Given passage ::
Start

Tis' The Season to Be Jolly: Holiday Visitation And Your Divorce/Custody Case

Every year between late October and mid-November, people throughout the land start thinking about the holidays. The Thanskgiving turkey, and a little football. The lights, trees, and all the gifts Santa Clause will bring (or needs to buy at the store). For many people this is a magical time of year. For divorce and custody attorneys, it can be the start of an ugly season, filled with fighting, battles over what orders really mean, emergency motions (that usually aren't really emergencies), and a general lack of holiday cheer in the family law legal world.

In almost every custody case, or divorce with children, I have taken part in over the years, people are in need of holiday orders. As we all know, holidays, whether Christmas, Hannukah, or a child's birthday can be some of the most special days of the year. In any battle regarding custody or visitation, the primary issue being fought over is TIME WITH THE CHILDREN. The most sought after of all is holiday parenting time. In most instances, people are in need of a schedule delineating who will get what holiday in what year. In probably 5 instances over the years, I have seen people arrive at visitation agreements which simply state, "the parties agree that they have the abilities to work holidays out on their own, with no set schedule." That's 5 out of hundreds. I have seen a few cases in which the parties agree, "holidays will be spent with whichever party is exercising his or her regular parenting time." I have seen this language in about 4 cases. Most people need orders regarding the holidays. Most agreements, or orders handed down by a court, contain specific provisions. Despite such, problems somehow seem to arise.

After years as a practicing custody and divorce lawyer in Denver, I have arrived at the conclusion that the only way to head off holiday trouble at the pass, and to curtail the anger that wells in the hearts of litigants over the subject, is specificity. Most holiday "emergencies" arise because of either vague orders. There are times when a case is filed close enough to the holiday season that there has not yet been a chance to get before a judge. In those instances, the key is for both sides to get an agreement worked out, knowing that the court will not hear the issue before the holiday season passes.

End

Tasks to perform ::
(1) Answer these questions about the holiday visitation article, one per line:
(a) Between which points in the year do people start thinking about the holidays?
(b) In about how many cases has the writer seen language saying holidays will be spent with whichever party is exercising regular parenting time?
(c) In what city does the writer practice as a custody and divorce lawyer?
(2) Extend the holiday visitation article by writing what comes after its final sentence.
The records that follow have nothing to do with the holiday visitation article.

Given information ::
Start

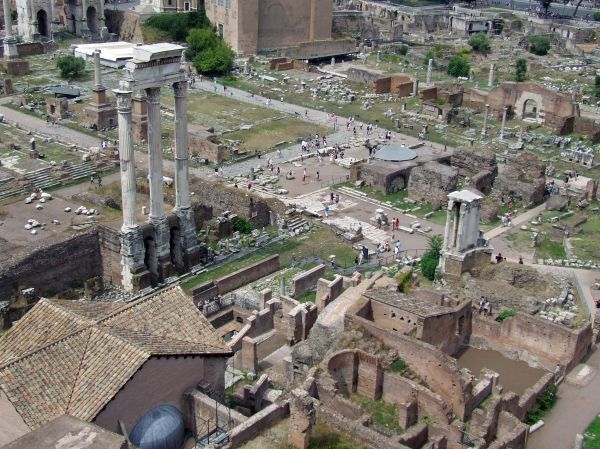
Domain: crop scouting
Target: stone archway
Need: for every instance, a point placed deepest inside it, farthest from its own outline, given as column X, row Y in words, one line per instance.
column 92, row 19
column 42, row 21
column 530, row 109
column 525, row 104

End

The replies ::
(1)
(a) Between late October and mid-November.
(b) About 4.
(c) Denver.

(2)
A cardinal rule to follow is making sure that language to the effect of, "holiday parenting time shall supersede regular and vacation time," gets into every visitation order. I have seen instances in which one party will believe he or she can take a vacation with the kids during the other parent's holiday, for instances the 4th of July. The language proposed above prevents that. In essence, if it is your holiday, you get that time, regardless of whether it falls during your regular visitation or the other parties. In the last couple of years, I have seen a few foolish attorneys suggest that there should be built in make-up time when a parent loses time due to the other taking his or her holiday. This can only lead to brain damage. The most user friendly way to look at this is from the perspective of the old addage, "what comes around goes around." You may lose a day due to your ex having Easter with the kids. Invariably, your ex will also lose time when you get a holiday. It balances out.

Holidays are generally rotated or alternated. If one parent gets Christmas in 2011, it stands to reason that the other will get it in 2012. With most holiday visitation schedules, the way things get balanced is to apportion holdiays on an even year/odd year basis. I have seen people try to map out the next 18 years, picking specific years. This generally leads to disaster. To truly keep things fair, it is wise for people to set a schedule such that the few most important holidays are balanced more or less equally in any given year.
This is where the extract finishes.